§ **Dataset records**
%%

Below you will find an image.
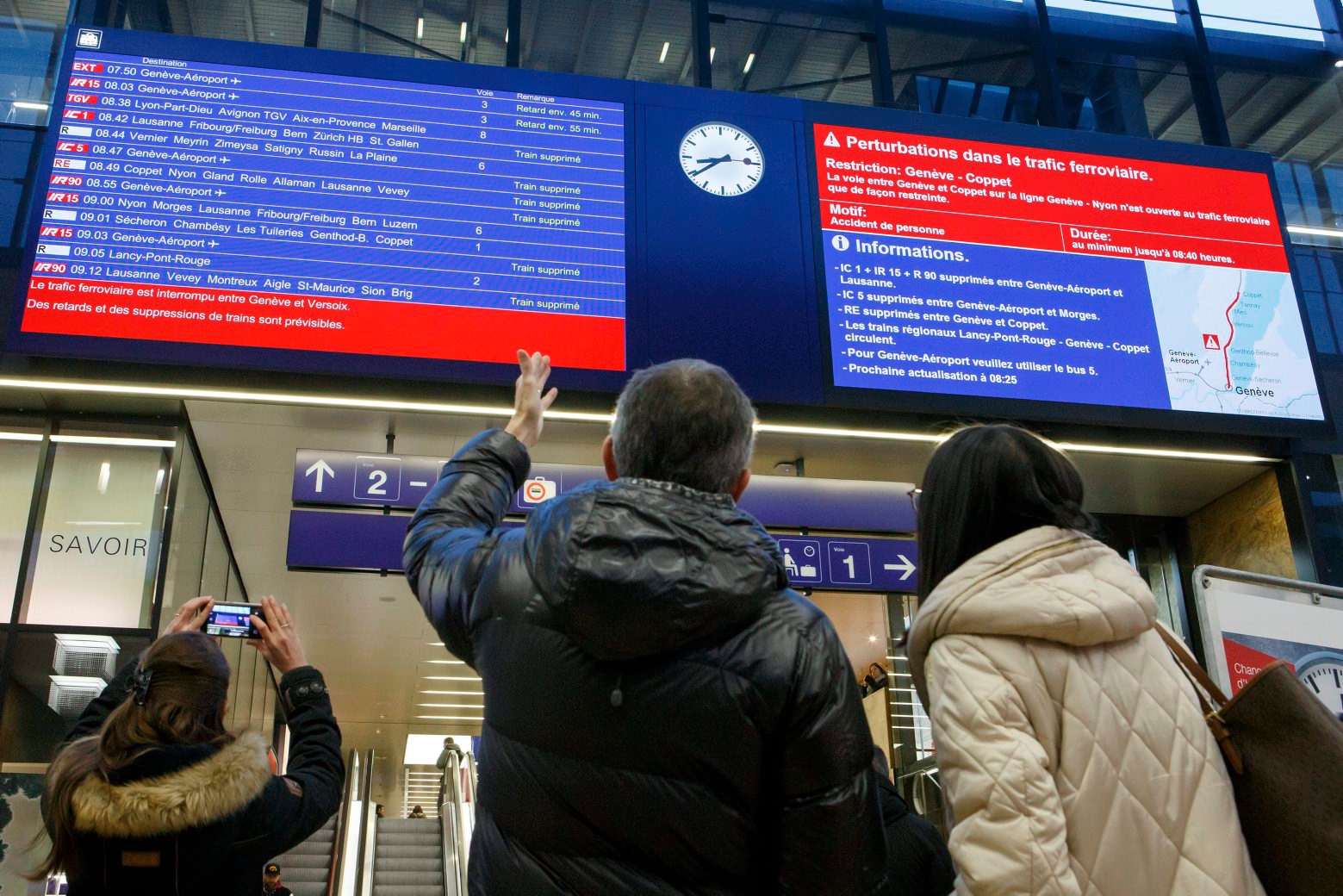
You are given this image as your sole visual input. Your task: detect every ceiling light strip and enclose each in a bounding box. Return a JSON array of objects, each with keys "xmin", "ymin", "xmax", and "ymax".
[
  {"xmin": 0, "ymin": 376, "xmax": 1278, "ymax": 464},
  {"xmin": 50, "ymin": 435, "xmax": 177, "ymax": 447}
]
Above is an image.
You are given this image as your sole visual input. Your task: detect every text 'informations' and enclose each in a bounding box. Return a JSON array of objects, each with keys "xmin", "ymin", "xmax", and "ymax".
[
  {"xmin": 23, "ymin": 53, "xmax": 625, "ymax": 370},
  {"xmin": 814, "ymin": 125, "xmax": 1324, "ymax": 420}
]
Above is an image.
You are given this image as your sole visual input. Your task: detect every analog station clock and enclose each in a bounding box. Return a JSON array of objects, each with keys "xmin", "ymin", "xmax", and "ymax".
[
  {"xmin": 1296, "ymin": 650, "xmax": 1343, "ymax": 715},
  {"xmin": 680, "ymin": 121, "xmax": 764, "ymax": 196}
]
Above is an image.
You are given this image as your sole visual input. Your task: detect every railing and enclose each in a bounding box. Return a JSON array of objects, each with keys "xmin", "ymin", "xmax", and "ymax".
[
  {"xmin": 358, "ymin": 750, "xmax": 377, "ymax": 896},
  {"xmin": 438, "ymin": 752, "xmax": 474, "ymax": 896},
  {"xmin": 329, "ymin": 750, "xmax": 368, "ymax": 896}
]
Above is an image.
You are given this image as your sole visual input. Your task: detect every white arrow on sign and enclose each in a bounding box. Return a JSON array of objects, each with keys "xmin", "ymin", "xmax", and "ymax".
[
  {"xmin": 303, "ymin": 458, "xmax": 335, "ymax": 494},
  {"xmin": 882, "ymin": 553, "xmax": 916, "ymax": 582}
]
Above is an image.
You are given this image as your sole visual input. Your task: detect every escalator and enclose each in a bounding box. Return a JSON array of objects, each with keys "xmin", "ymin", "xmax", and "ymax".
[
  {"xmin": 370, "ymin": 818, "xmax": 443, "ymax": 896},
  {"xmin": 276, "ymin": 815, "xmax": 339, "ymax": 896},
  {"xmin": 332, "ymin": 752, "xmax": 476, "ymax": 896}
]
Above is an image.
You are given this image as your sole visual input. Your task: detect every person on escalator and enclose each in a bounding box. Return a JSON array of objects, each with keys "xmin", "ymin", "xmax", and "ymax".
[
  {"xmin": 872, "ymin": 745, "xmax": 956, "ymax": 896},
  {"xmin": 434, "ymin": 737, "xmax": 466, "ymax": 771},
  {"xmin": 260, "ymin": 862, "xmax": 294, "ymax": 896},
  {"xmin": 31, "ymin": 598, "xmax": 345, "ymax": 896},
  {"xmin": 406, "ymin": 352, "xmax": 886, "ymax": 896}
]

%%

§ **DIRECTIONS**
Show each line of the records above that contains the word "escalator", treating uppercase and lowercase letters as different.

§ **EXERCISE RESULT**
You are given this image as your sole visual input. Your task: detect every escalator and enclose each in a bounding box. Return a JSON array of objects, each with keys "xmin", "ymin", "xmax", and "ymax".
You are given this image as your sole visual input. Your task: detect every person on escalator and enclose each in a bounding box. Return a JSON array of objects, each with keys "xmin", "ymin", "xmax", and "ymax".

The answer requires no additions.